> **SELECTION**:
** Start **

- Theatrical release poster
- Directed by: John Peyser
- Screenplay by: Arthur V. Jones
- Produced by: Norman T. Herman
- Starring: Mara Corday Pat Conway Florence Marly Dan Seymour Ralph Clanton Myron Healey
- Cinematography: Hal McAlpin
- Edited by: Richard C. Meyer
- Music by: Alexander Courage
- Production company: Nacirema Productions
- Distributed by: Allied Artists Pictures
- Release date: September 22, 1957;
- Running time: 74 minutes
- Country: United States
- Language: English

= Undersea Girl =

Undersea Girl is a 1957 American crime film directed by John Peyser and written by Arthur V. Jones. The film stars Mara Corday, Pat Conway, Florence Marly, Dan Seymour, Ralph Clanton and Myron Healey. The film was released on September 22, 1957, by Allied Artists Pictures.

** End **

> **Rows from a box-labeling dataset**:
** Start **

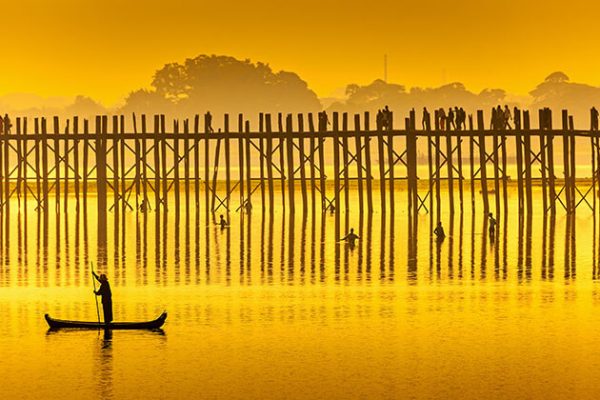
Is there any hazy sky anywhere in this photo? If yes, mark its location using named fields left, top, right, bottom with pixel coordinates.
left=0, top=0, right=600, bottom=105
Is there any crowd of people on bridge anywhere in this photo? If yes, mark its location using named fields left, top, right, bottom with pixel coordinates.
left=0, top=114, right=12, bottom=133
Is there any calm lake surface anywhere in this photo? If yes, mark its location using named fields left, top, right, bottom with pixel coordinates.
left=0, top=188, right=600, bottom=400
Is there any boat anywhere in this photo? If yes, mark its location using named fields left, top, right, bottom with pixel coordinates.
left=44, top=311, right=167, bottom=329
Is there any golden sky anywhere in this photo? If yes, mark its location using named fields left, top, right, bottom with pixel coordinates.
left=0, top=0, right=600, bottom=105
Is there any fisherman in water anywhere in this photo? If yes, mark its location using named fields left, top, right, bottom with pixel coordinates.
left=92, top=271, right=112, bottom=326
left=342, top=228, right=360, bottom=247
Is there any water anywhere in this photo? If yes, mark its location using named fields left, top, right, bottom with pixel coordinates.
left=0, top=190, right=600, bottom=399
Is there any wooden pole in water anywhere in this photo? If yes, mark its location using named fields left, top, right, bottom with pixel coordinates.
left=53, top=116, right=60, bottom=212
left=63, top=119, right=71, bottom=213
left=446, top=117, right=454, bottom=214
left=468, top=115, right=475, bottom=212
left=119, top=115, right=127, bottom=214
left=477, top=110, right=490, bottom=215
left=332, top=112, right=340, bottom=213
left=41, top=118, right=48, bottom=213
left=153, top=115, right=160, bottom=212
left=317, top=113, right=328, bottom=212
left=223, top=114, right=231, bottom=210
left=354, top=114, right=368, bottom=215
left=377, top=114, right=385, bottom=213
left=160, top=114, right=169, bottom=211
left=33, top=118, right=40, bottom=210
left=562, top=110, right=572, bottom=214
left=342, top=113, right=350, bottom=213
left=539, top=110, right=548, bottom=213
left=245, top=121, right=252, bottom=208
left=140, top=114, right=150, bottom=210
left=194, top=114, right=200, bottom=209
left=569, top=115, right=577, bottom=212
left=107, top=115, right=119, bottom=216
left=258, top=113, right=266, bottom=210
left=364, top=111, right=373, bottom=214
left=96, top=116, right=108, bottom=247
left=386, top=112, right=395, bottom=214
left=298, top=114, right=308, bottom=212
left=546, top=109, right=556, bottom=214
left=204, top=113, right=210, bottom=219
left=82, top=119, right=90, bottom=210
left=435, top=110, right=442, bottom=217
left=523, top=110, right=533, bottom=214
left=183, top=118, right=191, bottom=215
left=492, top=128, right=504, bottom=217
left=277, top=113, right=285, bottom=208
left=308, top=113, right=317, bottom=213
left=285, top=114, right=296, bottom=213
left=265, top=114, right=275, bottom=212
left=238, top=114, right=245, bottom=212
left=73, top=117, right=81, bottom=211
left=515, top=110, right=524, bottom=213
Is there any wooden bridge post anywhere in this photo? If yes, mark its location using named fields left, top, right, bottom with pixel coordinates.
left=308, top=113, right=317, bottom=214
left=545, top=109, right=556, bottom=214
left=342, top=113, right=350, bottom=213
left=258, top=113, right=266, bottom=211
left=562, top=110, right=572, bottom=214
left=515, top=110, right=525, bottom=213
left=223, top=114, right=231, bottom=211
left=52, top=116, right=60, bottom=213
left=96, top=115, right=108, bottom=248
left=446, top=116, right=454, bottom=215
left=236, top=114, right=243, bottom=212
left=265, top=114, right=275, bottom=213
left=523, top=110, right=533, bottom=214
left=539, top=110, right=548, bottom=213
left=354, top=114, right=368, bottom=215
left=364, top=111, right=373, bottom=214
left=298, top=114, right=308, bottom=213
left=41, top=118, right=48, bottom=213
left=477, top=110, right=490, bottom=215
left=332, top=112, right=340, bottom=213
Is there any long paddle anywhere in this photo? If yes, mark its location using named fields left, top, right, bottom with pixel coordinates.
left=92, top=263, right=100, bottom=331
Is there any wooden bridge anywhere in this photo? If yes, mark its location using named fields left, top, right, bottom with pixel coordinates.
left=0, top=109, right=600, bottom=244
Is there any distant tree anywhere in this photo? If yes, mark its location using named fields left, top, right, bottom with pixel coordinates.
left=125, top=55, right=321, bottom=117
left=65, top=95, right=106, bottom=116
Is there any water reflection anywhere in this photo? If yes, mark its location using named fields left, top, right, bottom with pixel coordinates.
left=0, top=191, right=600, bottom=287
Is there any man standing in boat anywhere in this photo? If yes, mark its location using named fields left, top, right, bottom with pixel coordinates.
left=92, top=271, right=112, bottom=325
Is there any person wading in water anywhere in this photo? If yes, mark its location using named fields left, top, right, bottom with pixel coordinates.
left=92, top=271, right=112, bottom=326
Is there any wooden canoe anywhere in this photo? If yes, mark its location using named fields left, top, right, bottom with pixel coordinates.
left=44, top=311, right=167, bottom=329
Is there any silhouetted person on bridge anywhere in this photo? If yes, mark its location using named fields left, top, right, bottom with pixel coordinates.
left=421, top=107, right=431, bottom=131
left=92, top=271, right=112, bottom=325
left=488, top=213, right=497, bottom=239
left=341, top=228, right=360, bottom=247
left=205, top=111, right=215, bottom=133
left=2, top=114, right=12, bottom=133
left=446, top=107, right=456, bottom=130
left=590, top=107, right=598, bottom=131
left=433, top=221, right=446, bottom=241
left=438, top=108, right=446, bottom=131
left=503, top=105, right=512, bottom=129
left=219, top=214, right=227, bottom=229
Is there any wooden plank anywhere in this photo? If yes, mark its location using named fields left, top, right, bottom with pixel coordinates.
left=285, top=114, right=296, bottom=213
left=354, top=114, right=368, bottom=215
left=308, top=113, right=317, bottom=213
left=298, top=114, right=308, bottom=213
left=364, top=111, right=373, bottom=214
left=342, top=113, right=350, bottom=213
left=523, top=110, right=533, bottom=213
left=477, top=110, right=490, bottom=214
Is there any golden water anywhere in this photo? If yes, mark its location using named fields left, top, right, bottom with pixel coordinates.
left=0, top=189, right=600, bottom=400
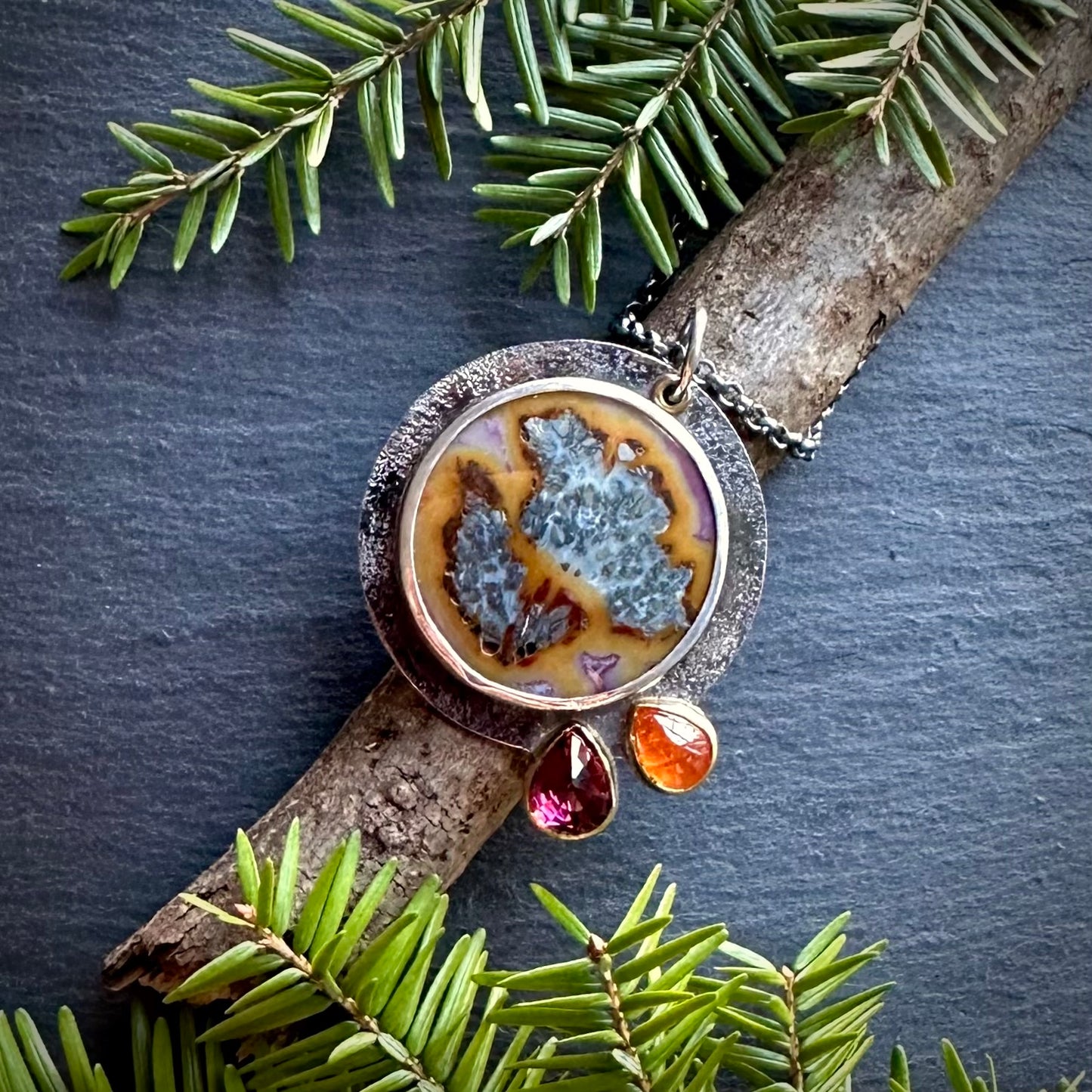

** End **

> **REQUIRED WORK**: Reproduce the passage of the Undersea Girl entry that begins at the words "Undersea Girl is" and stops after "Allied Artists Pictures.". The listing comes from a source separate from the Undersea Girl entry.

> **TASK ANSWER**:
Undersea Girl is a 1957 American crime film directed by John Peyser and written by Arthur V. Jones. The film stars Mara Corday, Pat Conway, Florence Marly, Dan Seymour, Ralph Clanton and Myron Healey. The film was released on September 22, 1957, by Allied Artists Pictures.